_Problem statement_
Search the material below for the word "wooden". Copy every line where it is found.

_Data shown_
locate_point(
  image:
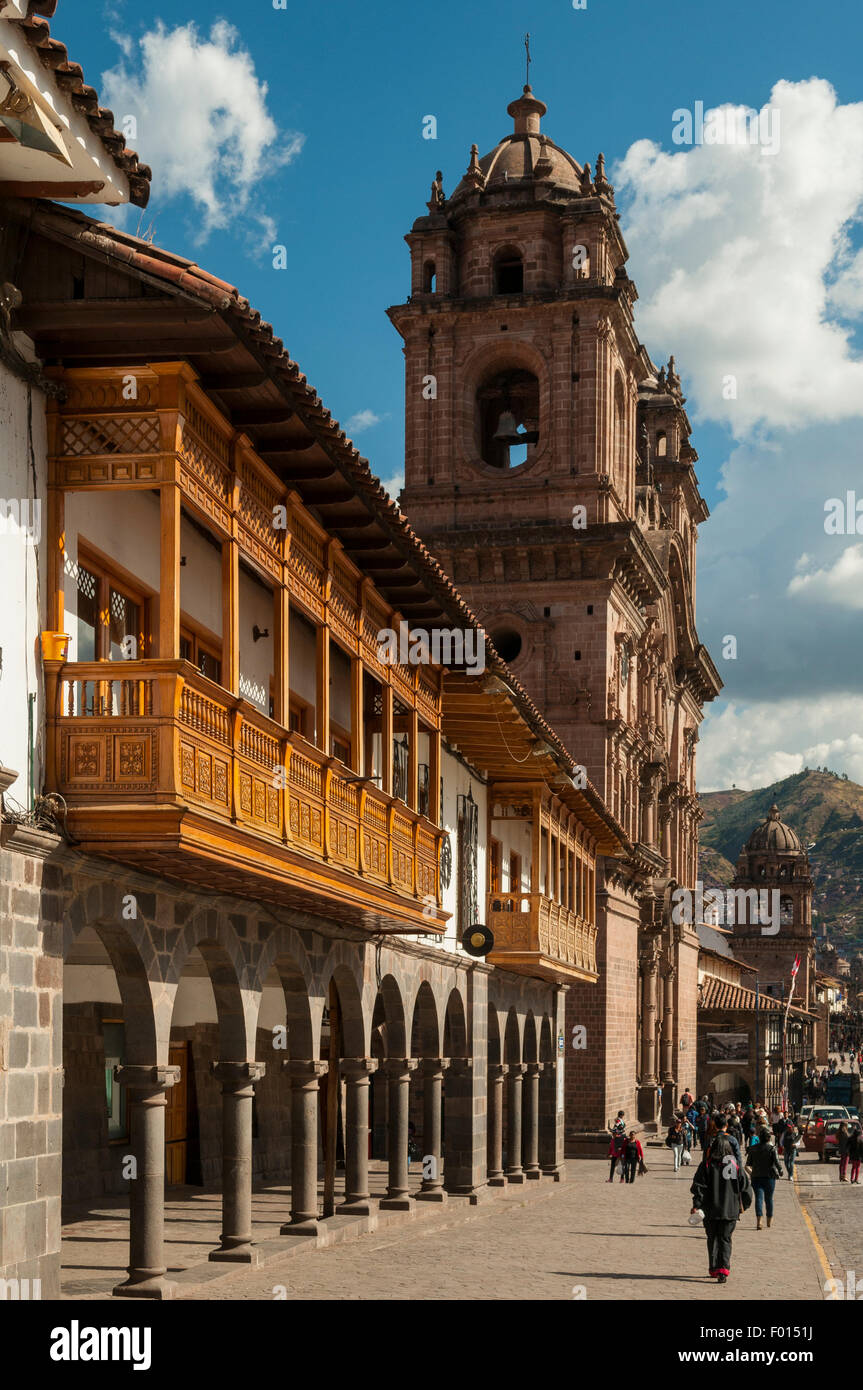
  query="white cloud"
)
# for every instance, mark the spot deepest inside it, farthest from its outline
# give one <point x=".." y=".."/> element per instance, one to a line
<point x="203" y="123"/>
<point x="363" y="420"/>
<point x="753" y="745"/>
<point x="745" y="266"/>
<point x="840" y="583"/>
<point x="737" y="257"/>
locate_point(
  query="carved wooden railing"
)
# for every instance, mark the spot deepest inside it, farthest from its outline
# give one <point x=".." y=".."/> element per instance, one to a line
<point x="157" y="731"/>
<point x="530" y="922"/>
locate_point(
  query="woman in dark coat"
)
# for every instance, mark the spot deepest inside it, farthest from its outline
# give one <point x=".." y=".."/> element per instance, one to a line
<point x="720" y="1189"/>
<point x="765" y="1165"/>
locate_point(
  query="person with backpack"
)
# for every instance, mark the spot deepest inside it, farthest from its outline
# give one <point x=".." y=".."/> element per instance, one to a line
<point x="765" y="1166"/>
<point x="616" y="1146"/>
<point x="855" y="1153"/>
<point x="842" y="1137"/>
<point x="634" y="1157"/>
<point x="791" y="1143"/>
<point x="720" y="1190"/>
<point x="676" y="1139"/>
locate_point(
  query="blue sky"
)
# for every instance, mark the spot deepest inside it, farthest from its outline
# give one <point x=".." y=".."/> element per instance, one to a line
<point x="334" y="166"/>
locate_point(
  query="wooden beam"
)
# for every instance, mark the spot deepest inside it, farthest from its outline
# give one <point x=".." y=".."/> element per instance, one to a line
<point x="281" y="656"/>
<point x="321" y="698"/>
<point x="231" y="616"/>
<point x="53" y="188"/>
<point x="170" y="498"/>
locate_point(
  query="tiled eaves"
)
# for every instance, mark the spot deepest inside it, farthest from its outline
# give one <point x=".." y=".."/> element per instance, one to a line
<point x="53" y="54"/>
<point x="72" y="225"/>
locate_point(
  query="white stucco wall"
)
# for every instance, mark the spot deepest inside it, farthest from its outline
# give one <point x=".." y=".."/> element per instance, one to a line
<point x="22" y="577"/>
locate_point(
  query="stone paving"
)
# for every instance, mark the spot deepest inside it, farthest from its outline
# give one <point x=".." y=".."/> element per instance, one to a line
<point x="580" y="1239"/>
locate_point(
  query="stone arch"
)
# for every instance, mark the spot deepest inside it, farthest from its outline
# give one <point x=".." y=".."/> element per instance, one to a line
<point x="530" y="1041"/>
<point x="345" y="969"/>
<point x="214" y="937"/>
<point x="455" y="1026"/>
<point x="145" y="1004"/>
<point x="425" y="1027"/>
<point x="512" y="1037"/>
<point x="478" y="373"/>
<point x="389" y="1015"/>
<point x="507" y="268"/>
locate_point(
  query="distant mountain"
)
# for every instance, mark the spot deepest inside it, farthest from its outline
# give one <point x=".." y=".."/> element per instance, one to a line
<point x="827" y="813"/>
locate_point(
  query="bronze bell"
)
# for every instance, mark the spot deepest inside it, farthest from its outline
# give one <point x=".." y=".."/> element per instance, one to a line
<point x="507" y="430"/>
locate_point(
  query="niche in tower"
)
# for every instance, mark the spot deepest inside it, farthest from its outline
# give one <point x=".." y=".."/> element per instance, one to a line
<point x="507" y="271"/>
<point x="507" y="417"/>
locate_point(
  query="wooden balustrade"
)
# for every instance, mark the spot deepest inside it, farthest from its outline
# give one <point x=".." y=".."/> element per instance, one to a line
<point x="142" y="734"/>
<point x="534" y="930"/>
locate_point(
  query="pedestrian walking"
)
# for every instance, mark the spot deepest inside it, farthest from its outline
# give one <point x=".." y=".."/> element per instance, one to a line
<point x="616" y="1146"/>
<point x="720" y="1190"/>
<point x="765" y="1166"/>
<point x="676" y="1139"/>
<point x="842" y="1137"/>
<point x="855" y="1153"/>
<point x="634" y="1157"/>
<point x="791" y="1143"/>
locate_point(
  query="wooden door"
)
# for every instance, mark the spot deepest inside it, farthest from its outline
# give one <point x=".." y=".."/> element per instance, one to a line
<point x="177" y="1118"/>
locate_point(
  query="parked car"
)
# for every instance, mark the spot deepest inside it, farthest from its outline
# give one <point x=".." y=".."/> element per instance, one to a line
<point x="813" y="1127"/>
<point x="830" y="1140"/>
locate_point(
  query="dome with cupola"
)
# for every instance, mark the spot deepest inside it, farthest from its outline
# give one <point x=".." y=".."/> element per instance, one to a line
<point x="524" y="157"/>
<point x="774" y="836"/>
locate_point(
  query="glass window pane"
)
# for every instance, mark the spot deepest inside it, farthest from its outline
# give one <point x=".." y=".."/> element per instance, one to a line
<point x="88" y="615"/>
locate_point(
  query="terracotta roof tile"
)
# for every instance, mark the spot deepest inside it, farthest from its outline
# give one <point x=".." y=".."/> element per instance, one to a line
<point x="228" y="300"/>
<point x="85" y="99"/>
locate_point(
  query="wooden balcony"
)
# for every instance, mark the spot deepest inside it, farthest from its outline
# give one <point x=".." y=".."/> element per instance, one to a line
<point x="537" y="936"/>
<point x="166" y="770"/>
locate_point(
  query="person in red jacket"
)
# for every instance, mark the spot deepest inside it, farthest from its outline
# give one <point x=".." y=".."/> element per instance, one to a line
<point x="633" y="1157"/>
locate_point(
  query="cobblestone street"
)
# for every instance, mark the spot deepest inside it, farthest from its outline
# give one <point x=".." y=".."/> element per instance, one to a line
<point x="580" y="1239"/>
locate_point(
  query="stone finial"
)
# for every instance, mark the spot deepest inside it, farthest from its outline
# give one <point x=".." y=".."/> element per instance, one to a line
<point x="474" y="174"/>
<point x="527" y="111"/>
<point x="438" y="200"/>
<point x="601" y="181"/>
<point x="544" y="167"/>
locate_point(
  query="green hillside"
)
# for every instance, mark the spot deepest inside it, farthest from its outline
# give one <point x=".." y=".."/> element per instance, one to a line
<point x="827" y="813"/>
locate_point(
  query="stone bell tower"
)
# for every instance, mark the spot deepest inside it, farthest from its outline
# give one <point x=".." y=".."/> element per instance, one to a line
<point x="774" y="863"/>
<point x="549" y="470"/>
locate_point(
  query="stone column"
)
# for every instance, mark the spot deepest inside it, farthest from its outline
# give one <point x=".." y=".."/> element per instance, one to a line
<point x="305" y="1076"/>
<point x="238" y="1093"/>
<point x="514" y="1172"/>
<point x="432" y="1070"/>
<point x="146" y="1089"/>
<point x="495" y="1125"/>
<point x="398" y="1096"/>
<point x="357" y="1076"/>
<point x="531" y="1121"/>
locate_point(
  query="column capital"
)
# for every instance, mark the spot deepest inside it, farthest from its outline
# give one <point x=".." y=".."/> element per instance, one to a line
<point x="399" y="1068"/>
<point x="142" y="1077"/>
<point x="434" y="1065"/>
<point x="356" y="1068"/>
<point x="462" y="1065"/>
<point x="302" y="1070"/>
<point x="239" y="1073"/>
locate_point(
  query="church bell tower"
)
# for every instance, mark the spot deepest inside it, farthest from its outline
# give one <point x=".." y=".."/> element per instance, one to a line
<point x="549" y="470"/>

_Exercise result_
  query="carved wooden railing"
  query="wooden beam"
  query="wooden balustrade"
  query="wooden door"
  query="wooden balcony"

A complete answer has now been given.